- [EXERCISE PROMPT]: Rewrite all the lines below, changing "Kindly outline" to "Please trace" and keeping everything else the same. Omit the pictures from your answer.

Excerpt from a dataset
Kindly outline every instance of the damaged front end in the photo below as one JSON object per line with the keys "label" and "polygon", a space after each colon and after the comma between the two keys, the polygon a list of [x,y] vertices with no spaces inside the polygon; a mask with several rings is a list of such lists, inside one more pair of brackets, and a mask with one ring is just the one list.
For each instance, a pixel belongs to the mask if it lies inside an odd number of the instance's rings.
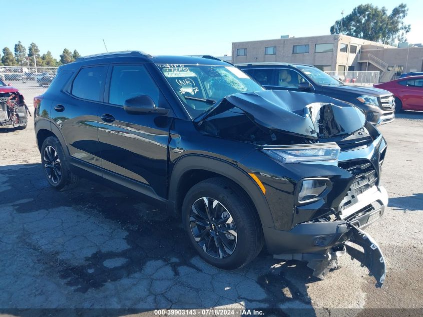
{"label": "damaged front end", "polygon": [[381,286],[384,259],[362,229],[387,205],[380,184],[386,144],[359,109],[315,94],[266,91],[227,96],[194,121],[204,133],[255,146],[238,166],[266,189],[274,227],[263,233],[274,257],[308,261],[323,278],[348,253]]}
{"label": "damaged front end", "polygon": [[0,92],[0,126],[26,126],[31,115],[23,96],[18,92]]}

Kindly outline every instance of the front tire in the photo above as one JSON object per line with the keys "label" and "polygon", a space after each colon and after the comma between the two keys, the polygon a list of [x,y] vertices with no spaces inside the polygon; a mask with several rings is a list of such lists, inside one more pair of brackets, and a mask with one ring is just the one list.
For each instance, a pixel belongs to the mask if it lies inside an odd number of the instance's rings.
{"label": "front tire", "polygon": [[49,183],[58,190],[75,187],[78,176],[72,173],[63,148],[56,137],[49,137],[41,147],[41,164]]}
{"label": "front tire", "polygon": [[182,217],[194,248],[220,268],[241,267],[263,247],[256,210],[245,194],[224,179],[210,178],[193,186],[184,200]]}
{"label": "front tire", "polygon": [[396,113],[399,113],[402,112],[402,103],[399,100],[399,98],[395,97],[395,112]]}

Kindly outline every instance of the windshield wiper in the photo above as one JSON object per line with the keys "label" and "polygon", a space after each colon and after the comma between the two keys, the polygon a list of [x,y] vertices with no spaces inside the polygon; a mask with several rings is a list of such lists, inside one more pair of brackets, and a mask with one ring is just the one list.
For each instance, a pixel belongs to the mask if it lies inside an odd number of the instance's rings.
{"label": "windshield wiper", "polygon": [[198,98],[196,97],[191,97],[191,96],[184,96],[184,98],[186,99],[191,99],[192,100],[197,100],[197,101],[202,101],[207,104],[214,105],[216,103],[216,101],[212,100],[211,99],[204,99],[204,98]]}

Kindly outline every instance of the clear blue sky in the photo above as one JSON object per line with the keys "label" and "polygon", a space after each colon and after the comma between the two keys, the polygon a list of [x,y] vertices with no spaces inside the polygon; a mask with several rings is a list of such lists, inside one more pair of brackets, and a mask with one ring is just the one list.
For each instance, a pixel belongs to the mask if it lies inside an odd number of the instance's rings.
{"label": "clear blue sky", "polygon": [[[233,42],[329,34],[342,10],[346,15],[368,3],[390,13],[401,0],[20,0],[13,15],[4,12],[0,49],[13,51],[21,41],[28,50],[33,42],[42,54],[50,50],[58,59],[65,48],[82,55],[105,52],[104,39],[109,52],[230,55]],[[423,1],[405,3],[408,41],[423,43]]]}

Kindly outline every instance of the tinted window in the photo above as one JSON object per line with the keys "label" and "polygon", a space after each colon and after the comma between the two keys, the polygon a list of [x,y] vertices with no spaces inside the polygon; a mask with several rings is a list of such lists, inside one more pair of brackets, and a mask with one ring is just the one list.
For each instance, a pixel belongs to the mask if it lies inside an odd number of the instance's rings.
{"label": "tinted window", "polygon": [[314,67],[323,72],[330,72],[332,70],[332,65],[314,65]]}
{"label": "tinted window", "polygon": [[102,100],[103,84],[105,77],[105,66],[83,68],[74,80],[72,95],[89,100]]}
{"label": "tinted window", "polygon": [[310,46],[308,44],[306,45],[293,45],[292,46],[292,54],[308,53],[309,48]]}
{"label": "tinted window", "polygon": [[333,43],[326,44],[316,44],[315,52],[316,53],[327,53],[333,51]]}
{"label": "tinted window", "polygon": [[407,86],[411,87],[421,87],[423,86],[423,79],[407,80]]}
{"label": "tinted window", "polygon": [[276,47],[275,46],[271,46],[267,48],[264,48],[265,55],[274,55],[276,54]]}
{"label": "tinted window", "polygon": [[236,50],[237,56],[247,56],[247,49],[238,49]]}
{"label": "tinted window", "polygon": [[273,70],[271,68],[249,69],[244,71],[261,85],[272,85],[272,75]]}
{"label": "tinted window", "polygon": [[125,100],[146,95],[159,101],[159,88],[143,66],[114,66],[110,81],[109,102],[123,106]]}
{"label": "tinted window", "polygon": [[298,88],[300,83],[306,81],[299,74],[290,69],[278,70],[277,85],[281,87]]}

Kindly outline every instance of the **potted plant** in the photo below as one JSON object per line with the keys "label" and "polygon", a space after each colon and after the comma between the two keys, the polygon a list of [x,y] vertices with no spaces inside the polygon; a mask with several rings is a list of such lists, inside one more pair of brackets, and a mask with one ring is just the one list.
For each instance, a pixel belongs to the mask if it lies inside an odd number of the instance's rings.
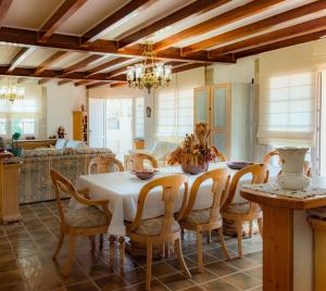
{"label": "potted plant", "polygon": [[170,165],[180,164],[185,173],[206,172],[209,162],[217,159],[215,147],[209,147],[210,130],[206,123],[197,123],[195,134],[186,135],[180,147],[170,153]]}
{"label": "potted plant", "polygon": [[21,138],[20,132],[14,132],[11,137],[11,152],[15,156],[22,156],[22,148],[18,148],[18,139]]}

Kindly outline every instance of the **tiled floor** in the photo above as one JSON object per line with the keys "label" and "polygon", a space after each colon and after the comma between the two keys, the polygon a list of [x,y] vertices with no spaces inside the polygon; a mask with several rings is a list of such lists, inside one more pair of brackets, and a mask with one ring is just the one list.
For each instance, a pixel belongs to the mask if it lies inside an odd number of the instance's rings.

- [WORKED ANSWER]:
Please trace every instance of the damaged front end in the photo below as one JSON object per line with the keys "label" and "polygon", a space after each colon and after the comma between the two keys, the polygon a list of [x,y] vertices with no spaces inside the polygon; a mask with several rings is a list of such lists, inside one more pair of brackets, and a mask with one ring is just the one list.
For each instance, a pixel belongs to the mask if it lies inside an odd number of the instance's rings.
{"label": "damaged front end", "polygon": [[381,286],[384,259],[362,229],[387,205],[380,184],[386,144],[359,109],[315,94],[266,91],[227,96],[194,121],[204,133],[255,146],[238,166],[266,189],[274,227],[263,233],[274,257],[308,261],[323,278],[348,253]]}
{"label": "damaged front end", "polygon": [[0,92],[0,126],[26,126],[31,115],[23,96],[18,92]]}

Please trace every instance of the front tire in the photo above as one JSON object per line with the keys "label" and "polygon", a space after each colon and after the comma between the two keys, the polygon a list of [x,y] vertices with no spaces inside the polygon; a mask with several rings is a list of such lists, inside one more pair of brackets, and a mask with one ring is just the one list.
For each instance, a pixel belongs to the mask if it lies inside an odd number of the instance's rings.
{"label": "front tire", "polygon": [[49,183],[58,190],[75,187],[78,176],[72,173],[63,148],[56,137],[49,137],[41,147],[41,164]]}
{"label": "front tire", "polygon": [[182,217],[194,248],[220,268],[241,267],[263,247],[256,210],[245,194],[224,179],[210,178],[193,186],[184,200]]}
{"label": "front tire", "polygon": [[396,113],[399,113],[402,112],[402,103],[399,100],[399,98],[395,97],[395,112]]}

Please trace every instance of the windshield wiper in the photo above as one JSON object per line with the keys "label" and "polygon", a space after each colon and after the comma between the two keys, the polygon a list of [x,y] vertices with no spaces inside the polygon; a mask with several rings is a list of such lists, inside one more pair of brackets, and a mask with one ring is just the one list.
For each instance, a pixel belongs to the mask if it lies inside an odd number of the instance's rings.
{"label": "windshield wiper", "polygon": [[198,98],[196,97],[191,97],[191,96],[184,96],[184,98],[186,99],[191,99],[192,100],[197,100],[197,101],[202,101],[207,104],[214,105],[216,103],[216,101],[212,100],[211,99],[204,99],[204,98]]}

Please trace every instance of the clear blue sky in the photo above as one JSON object per line with the keys "label" and "polygon", a space after each colon and after the comma between the two keys, the polygon a list of [x,y] vertices with no spaces inside the polygon; a mask with several rings is a list of such lists, inside one more pair of brackets, and a mask with one ring is just the one list.
For each instance, a pixel belongs to the mask if it lies inside an odd number of the instance's rings.
{"label": "clear blue sky", "polygon": [[[233,42],[329,34],[342,10],[346,15],[368,3],[390,13],[401,0],[20,0],[13,15],[4,12],[0,49],[13,51],[21,41],[28,50],[33,42],[42,54],[50,50],[58,59],[65,48],[82,55],[105,52],[104,39],[109,52],[230,55]],[[423,1],[405,3],[408,41],[423,43]]]}

Please trace every instance of the tinted window in the photo above as one JSON object per line with the keys "label" and "polygon", a space after each colon and after the comma between the two keys, the polygon a list of [x,y] vertices with no spaces inside the polygon; a mask with several rings is a list of such lists, inside one more pair of brackets, and a mask with one ring is just the one list.
For each instance, a pixel belongs to the mask if it lies inside an odd number of the instance's rings.
{"label": "tinted window", "polygon": [[314,67],[323,72],[330,72],[332,70],[332,65],[314,65]]}
{"label": "tinted window", "polygon": [[102,100],[103,84],[105,77],[105,66],[83,68],[74,80],[72,95],[89,100]]}
{"label": "tinted window", "polygon": [[310,46],[308,44],[306,45],[293,45],[292,46],[292,54],[308,53],[309,48]]}
{"label": "tinted window", "polygon": [[333,43],[326,44],[316,44],[315,52],[316,53],[327,53],[333,51]]}
{"label": "tinted window", "polygon": [[407,86],[411,87],[421,87],[423,86],[423,79],[407,80]]}
{"label": "tinted window", "polygon": [[276,47],[275,46],[271,46],[267,48],[264,48],[265,55],[274,55],[276,54]]}
{"label": "tinted window", "polygon": [[236,50],[237,56],[247,56],[247,49],[238,49]]}
{"label": "tinted window", "polygon": [[273,70],[271,68],[249,69],[244,71],[261,85],[272,85],[272,75]]}
{"label": "tinted window", "polygon": [[125,100],[146,95],[159,101],[159,88],[143,66],[114,66],[110,81],[109,102],[123,106]]}
{"label": "tinted window", "polygon": [[298,88],[300,83],[306,81],[299,74],[290,69],[278,70],[277,85],[281,87]]}

Please trace every instance of the **potted plant** in the photo below as one JSON object per line with the keys "label" and "polygon", a space after each colon and after the comma between the two keys, the polygon a list of [x,y] vertices with no spaces inside the polygon; a mask with several rings is a list of such lists, inside one more pair of brackets, and a mask with one ring is just the one list.
For each instance, a pixel belongs to the mask if it lies inside an odd number of the instance's rings.
{"label": "potted plant", "polygon": [[170,165],[180,164],[185,173],[206,172],[209,162],[217,159],[215,147],[209,147],[210,130],[206,123],[197,123],[195,134],[186,135],[180,147],[170,153]]}
{"label": "potted plant", "polygon": [[21,138],[20,132],[14,132],[11,137],[11,152],[15,156],[22,156],[22,148],[18,148],[18,139]]}

Please trace every instance of the **tiled floor** in the photo above as one JSON object per line with the keys "label" and "polygon", a space after each colon and after the comma between the two keys, the polygon a list of [x,y] vertices with no spaces inside the polygon; a mask with several rings is a list of such lists, inside one more pair of brackets, and a mask with one ring is just the one list.
For each instance, a pixel belongs to the mask if it lies inside an odd number of the instance's rings.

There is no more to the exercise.